> [WORK INSTRUCTIONS]
Please lay out every line of the listing below as a JSON list of strings, one string per line, omitting any blank lines.
--- START OF TASK INPUT ---
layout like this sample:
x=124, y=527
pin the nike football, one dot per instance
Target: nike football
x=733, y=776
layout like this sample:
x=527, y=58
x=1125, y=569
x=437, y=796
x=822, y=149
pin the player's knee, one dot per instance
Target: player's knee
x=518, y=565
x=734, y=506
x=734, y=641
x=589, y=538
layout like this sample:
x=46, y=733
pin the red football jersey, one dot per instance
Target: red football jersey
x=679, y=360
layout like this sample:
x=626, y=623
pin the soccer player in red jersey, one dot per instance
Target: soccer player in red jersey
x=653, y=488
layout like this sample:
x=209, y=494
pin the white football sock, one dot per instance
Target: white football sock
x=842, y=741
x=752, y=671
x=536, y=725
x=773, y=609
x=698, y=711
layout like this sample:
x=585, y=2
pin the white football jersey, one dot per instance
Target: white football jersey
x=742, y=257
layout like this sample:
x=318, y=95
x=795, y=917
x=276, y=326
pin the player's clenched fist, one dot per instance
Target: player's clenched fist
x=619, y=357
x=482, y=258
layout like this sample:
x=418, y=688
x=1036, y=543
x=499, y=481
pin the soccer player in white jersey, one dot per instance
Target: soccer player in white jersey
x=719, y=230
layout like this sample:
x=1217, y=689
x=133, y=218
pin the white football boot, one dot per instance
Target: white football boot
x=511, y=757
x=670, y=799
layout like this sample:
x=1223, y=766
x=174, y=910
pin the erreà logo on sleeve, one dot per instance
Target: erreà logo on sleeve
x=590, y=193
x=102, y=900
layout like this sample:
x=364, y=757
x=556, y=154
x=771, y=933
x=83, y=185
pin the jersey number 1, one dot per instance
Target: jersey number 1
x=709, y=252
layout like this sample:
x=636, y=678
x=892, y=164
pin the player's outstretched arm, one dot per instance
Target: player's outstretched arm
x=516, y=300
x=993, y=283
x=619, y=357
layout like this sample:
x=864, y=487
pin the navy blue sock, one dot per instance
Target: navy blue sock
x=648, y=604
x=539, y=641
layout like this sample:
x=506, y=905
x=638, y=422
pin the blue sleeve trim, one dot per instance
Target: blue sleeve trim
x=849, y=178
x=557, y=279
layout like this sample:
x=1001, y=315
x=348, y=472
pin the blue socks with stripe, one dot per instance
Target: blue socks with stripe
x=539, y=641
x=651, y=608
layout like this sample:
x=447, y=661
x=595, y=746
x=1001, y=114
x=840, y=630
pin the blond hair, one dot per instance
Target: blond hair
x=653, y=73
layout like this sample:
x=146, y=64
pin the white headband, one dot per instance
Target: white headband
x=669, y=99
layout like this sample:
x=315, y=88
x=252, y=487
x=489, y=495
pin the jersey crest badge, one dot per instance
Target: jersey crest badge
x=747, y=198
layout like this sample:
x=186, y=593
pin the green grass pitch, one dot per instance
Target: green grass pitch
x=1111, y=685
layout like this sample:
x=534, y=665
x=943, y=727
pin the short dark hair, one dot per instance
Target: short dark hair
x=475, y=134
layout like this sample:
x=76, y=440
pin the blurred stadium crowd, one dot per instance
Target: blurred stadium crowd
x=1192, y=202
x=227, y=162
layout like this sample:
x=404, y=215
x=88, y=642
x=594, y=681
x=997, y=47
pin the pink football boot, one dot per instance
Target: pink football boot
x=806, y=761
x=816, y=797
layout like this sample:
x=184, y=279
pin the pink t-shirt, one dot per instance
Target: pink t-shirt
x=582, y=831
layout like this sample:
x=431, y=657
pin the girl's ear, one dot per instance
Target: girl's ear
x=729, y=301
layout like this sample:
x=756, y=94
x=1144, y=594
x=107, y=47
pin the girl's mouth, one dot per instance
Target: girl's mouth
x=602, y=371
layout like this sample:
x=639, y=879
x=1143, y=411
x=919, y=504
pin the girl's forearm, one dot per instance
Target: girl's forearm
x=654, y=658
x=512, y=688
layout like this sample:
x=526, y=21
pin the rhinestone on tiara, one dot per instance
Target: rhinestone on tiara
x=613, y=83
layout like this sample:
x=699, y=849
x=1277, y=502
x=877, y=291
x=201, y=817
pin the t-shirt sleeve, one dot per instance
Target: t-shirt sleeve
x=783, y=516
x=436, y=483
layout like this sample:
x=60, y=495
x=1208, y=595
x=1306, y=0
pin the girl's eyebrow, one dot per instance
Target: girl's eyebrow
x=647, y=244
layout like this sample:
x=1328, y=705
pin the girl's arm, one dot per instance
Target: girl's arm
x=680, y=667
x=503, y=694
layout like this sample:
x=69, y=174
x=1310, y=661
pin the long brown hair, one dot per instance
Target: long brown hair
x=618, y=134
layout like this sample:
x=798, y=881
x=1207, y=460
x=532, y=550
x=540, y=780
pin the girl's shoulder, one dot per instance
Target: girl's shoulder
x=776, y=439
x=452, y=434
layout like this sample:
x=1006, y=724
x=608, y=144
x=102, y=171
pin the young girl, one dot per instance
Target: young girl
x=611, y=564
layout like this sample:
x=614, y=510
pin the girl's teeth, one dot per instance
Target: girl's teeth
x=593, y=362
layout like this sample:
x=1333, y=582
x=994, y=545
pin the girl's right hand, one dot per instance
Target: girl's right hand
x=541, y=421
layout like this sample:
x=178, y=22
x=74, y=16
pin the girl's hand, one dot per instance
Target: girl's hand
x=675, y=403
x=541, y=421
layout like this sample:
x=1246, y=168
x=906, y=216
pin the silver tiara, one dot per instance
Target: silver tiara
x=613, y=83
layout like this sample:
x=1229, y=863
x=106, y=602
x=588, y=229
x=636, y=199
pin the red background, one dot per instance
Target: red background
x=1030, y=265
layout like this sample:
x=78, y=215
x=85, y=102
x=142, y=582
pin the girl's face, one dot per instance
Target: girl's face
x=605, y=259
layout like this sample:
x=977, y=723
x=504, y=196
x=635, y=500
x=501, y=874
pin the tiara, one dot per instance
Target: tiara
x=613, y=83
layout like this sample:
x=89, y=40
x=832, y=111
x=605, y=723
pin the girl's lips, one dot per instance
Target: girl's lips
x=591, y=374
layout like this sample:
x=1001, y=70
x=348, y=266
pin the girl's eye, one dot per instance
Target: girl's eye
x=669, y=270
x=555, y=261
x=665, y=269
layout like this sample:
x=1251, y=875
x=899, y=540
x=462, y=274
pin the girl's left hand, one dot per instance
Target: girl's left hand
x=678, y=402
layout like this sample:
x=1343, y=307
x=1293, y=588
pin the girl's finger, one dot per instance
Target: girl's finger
--- END OF TASK INPUT ---
> [RESPONSE TO THIS TASK]
[
  "layout like this sample:",
  "x=124, y=527",
  "pin the nike football, one dot per instance",
  "Target: nike football",
  "x=733, y=776",
  "layout like this sample:",
  "x=527, y=58",
  "x=1125, y=569",
  "x=437, y=796",
  "x=822, y=149",
  "pin the player's knee, one dot per instance",
  "Target: player's knee",
  "x=518, y=565",
  "x=734, y=506",
  "x=734, y=641",
  "x=589, y=538",
  "layout like this sample:",
  "x=46, y=733",
  "pin the red football jersey, one dot per instance",
  "Target: red football jersey",
  "x=679, y=360",
  "layout like this sample:",
  "x=626, y=623",
  "pin the soccer player in red jersey, one dot per instance",
  "Target: soccer player in red jersey",
  "x=653, y=488",
  "layout like this sample:",
  "x=209, y=494",
  "pin the white football sock, one dot per instance",
  "Target: white football sock",
  "x=842, y=741",
  "x=752, y=671",
  "x=536, y=725",
  "x=773, y=609",
  "x=698, y=711",
  "layout like this sample:",
  "x=585, y=2",
  "pin the white football jersey, one dot per instance",
  "Target: white football jersey",
  "x=742, y=257",
  "layout like this sample:",
  "x=318, y=95",
  "x=795, y=917",
  "x=276, y=326",
  "pin the player's clenched fist, one dot per instance",
  "Target: player's clenched fist",
  "x=619, y=357",
  "x=482, y=258",
  "layout like this sample:",
  "x=418, y=688",
  "x=1036, y=543",
  "x=499, y=481",
  "pin the soccer player in white jersey, one dot per instance",
  "Target: soccer player in white jersey",
  "x=719, y=230",
  "layout like this sample:",
  "x=1217, y=689",
  "x=133, y=218",
  "pin the white football boot, one dot per instance",
  "Target: white football boot",
  "x=511, y=757",
  "x=670, y=799",
  "layout like this sample:",
  "x=1223, y=766",
  "x=174, y=910",
  "pin the erreà logo on sleeve, one dot per instance",
  "Target: erreà logo on sleeve",
  "x=590, y=193",
  "x=102, y=900",
  "layout like this sample:",
  "x=364, y=757",
  "x=556, y=154",
  "x=771, y=933",
  "x=83, y=185",
  "pin the jersey number 1, one dot per instance",
  "Target: jersey number 1",
  "x=709, y=252",
  "layout like this sample:",
  "x=636, y=678",
  "x=892, y=164",
  "pin the player's outstretched arm, one dot per instance",
  "Target: player's outstretched arm",
  "x=516, y=300",
  "x=993, y=283",
  "x=619, y=357",
  "layout like this sample:",
  "x=864, y=487",
  "pin the navy blue sock, one dot per instance",
  "Target: navy blue sock",
  "x=648, y=604",
  "x=539, y=641",
  "layout like this sample:",
  "x=506, y=905",
  "x=638, y=422",
  "pin the blue sleeve trim, one dot per instance",
  "Target: blue sleeve trim",
  "x=849, y=178",
  "x=557, y=279",
  "layout like this sample:",
  "x=1001, y=315",
  "x=348, y=472",
  "pin the blue socks with stripe, one dot per instance",
  "Target: blue socks with stripe",
  "x=539, y=641",
  "x=651, y=608",
  "layout like this sample:",
  "x=447, y=661",
  "x=595, y=746",
  "x=1001, y=114",
  "x=840, y=630",
  "pin the blond hair, one dot per instance",
  "Target: blond hair",
  "x=653, y=73",
  "layout like this sample:",
  "x=146, y=64",
  "pin the white headband, one dot per instance",
  "Target: white headband",
  "x=669, y=99",
  "layout like this sample:",
  "x=315, y=88",
  "x=252, y=487",
  "x=489, y=495",
  "pin the jersey crest badge, one dot per instance",
  "Target: jersey crest badge",
  "x=747, y=198",
  "layout like this sample:",
  "x=186, y=593",
  "pin the green grass pitch, one dot per instance",
  "Target: green grass pitch",
  "x=1111, y=685",
  "layout like this sample:",
  "x=534, y=665",
  "x=943, y=727",
  "pin the short dark hair, one dot per instance",
  "Target: short dark hair",
  "x=475, y=134",
  "layout like this sample:",
  "x=76, y=440",
  "pin the blurred stadium crowd, one dot per instance",
  "Target: blurred stadium crowd",
  "x=1192, y=202",
  "x=227, y=162",
  "layout like this sample:",
  "x=404, y=215",
  "x=88, y=642",
  "x=594, y=681",
  "x=997, y=47",
  "pin the pink football boot, one dot per instance",
  "Target: pink football boot",
  "x=806, y=761",
  "x=816, y=797",
  "layout like this sample:",
  "x=184, y=279",
  "pin the pink t-shirt, one dot per instance",
  "Target: pink t-shirt",
  "x=582, y=831",
  "layout like this sample:",
  "x=431, y=657",
  "pin the girl's ear, one dot per instance",
  "Target: girl's ear",
  "x=729, y=301",
  "layout like this sample:",
  "x=756, y=94",
  "x=1144, y=594",
  "x=107, y=47",
  "pin the girl's mouth, one dot per instance",
  "Target: girl's mouth",
  "x=602, y=371",
  "layout like this sample:",
  "x=639, y=879",
  "x=1143, y=411",
  "x=919, y=504",
  "pin the girl's forearm, one dot per instance",
  "Target: girl's forearm",
  "x=654, y=658",
  "x=512, y=688",
  "layout like this sample:",
  "x=526, y=21",
  "pin the rhinestone on tiara, one dot per instance",
  "Target: rhinestone on tiara",
  "x=613, y=83",
  "layout like this sample:",
  "x=699, y=849",
  "x=1277, y=502",
  "x=877, y=291",
  "x=201, y=817",
  "pin the t-shirt sleeve, one dot per instance",
  "Target: t-shirt sleeve",
  "x=783, y=516",
  "x=436, y=483",
  "layout like this sample:",
  "x=60, y=495",
  "x=1208, y=595",
  "x=1306, y=0",
  "pin the girl's eyebrow, one dot per instance",
  "Target: girl's eyebrow",
  "x=647, y=244",
  "layout like this sample:",
  "x=1328, y=705",
  "pin the girl's arm, one dot per instance",
  "Target: girl's arm",
  "x=680, y=667",
  "x=503, y=694",
  "layout like this sample:",
  "x=69, y=174",
  "x=1310, y=661",
  "pin the long brown hair, one dot per instance",
  "Target: long brown hair",
  "x=618, y=134",
  "layout like this sample:",
  "x=798, y=881",
  "x=1207, y=460",
  "x=532, y=550",
  "x=540, y=780",
  "pin the girl's shoulder, one dot per instance",
  "Target: girl's shoulder",
  "x=776, y=439",
  "x=452, y=434",
  "layout like this sample:",
  "x=1006, y=724",
  "x=608, y=144",
  "x=102, y=171",
  "pin the young girl, one dot per instance",
  "Target: young girl",
  "x=611, y=564",
  "layout like this sample:",
  "x=614, y=510",
  "pin the girl's teeth, one dot per instance",
  "Target: girl's teeth",
  "x=593, y=362",
  "layout like this sample:",
  "x=1333, y=582",
  "x=994, y=545",
  "pin the girl's right hand, one dot per instance",
  "Target: girl's right hand",
  "x=541, y=421",
  "layout like this sample:",
  "x=178, y=22",
  "x=74, y=16",
  "pin the girl's hand, one dot per instance",
  "Target: girl's hand",
  "x=675, y=403",
  "x=541, y=421",
  "layout like this sample:",
  "x=1246, y=168",
  "x=906, y=216",
  "pin the silver tiara, one dot per instance",
  "Target: silver tiara",
  "x=613, y=83",
  "layout like this sample:",
  "x=1229, y=863",
  "x=106, y=602",
  "x=588, y=229",
  "x=636, y=199",
  "pin the red background, one dot per instance",
  "Target: red background",
  "x=1030, y=265",
  "layout like this sample:",
  "x=78, y=215",
  "x=85, y=102",
  "x=142, y=582",
  "pin the girl's face, one dot per instance",
  "Target: girl's face",
  "x=605, y=259",
  "layout like this sample:",
  "x=977, y=723",
  "x=504, y=196",
  "x=635, y=500",
  "x=501, y=874",
  "pin the tiara, one dot per instance",
  "Target: tiara",
  "x=613, y=83",
  "layout like this sample:",
  "x=89, y=40",
  "x=832, y=111",
  "x=605, y=723",
  "pin the girl's lips, one dot per instance",
  "Target: girl's lips",
  "x=591, y=374",
  "layout like this sample:",
  "x=1001, y=70",
  "x=348, y=266",
  "pin the girl's eye, one dot per instance",
  "Target: girl's eye",
  "x=669, y=270",
  "x=555, y=261",
  "x=665, y=269",
  "layout like this sample:",
  "x=1251, y=875",
  "x=899, y=540",
  "x=462, y=274",
  "pin the girl's left hand, one dot per instance",
  "Target: girl's left hand",
  "x=678, y=402",
  "layout like this sample:",
  "x=1343, y=307",
  "x=1293, y=588",
  "pin the girl's finger, one dot per instance",
  "Target: girl's finger"
]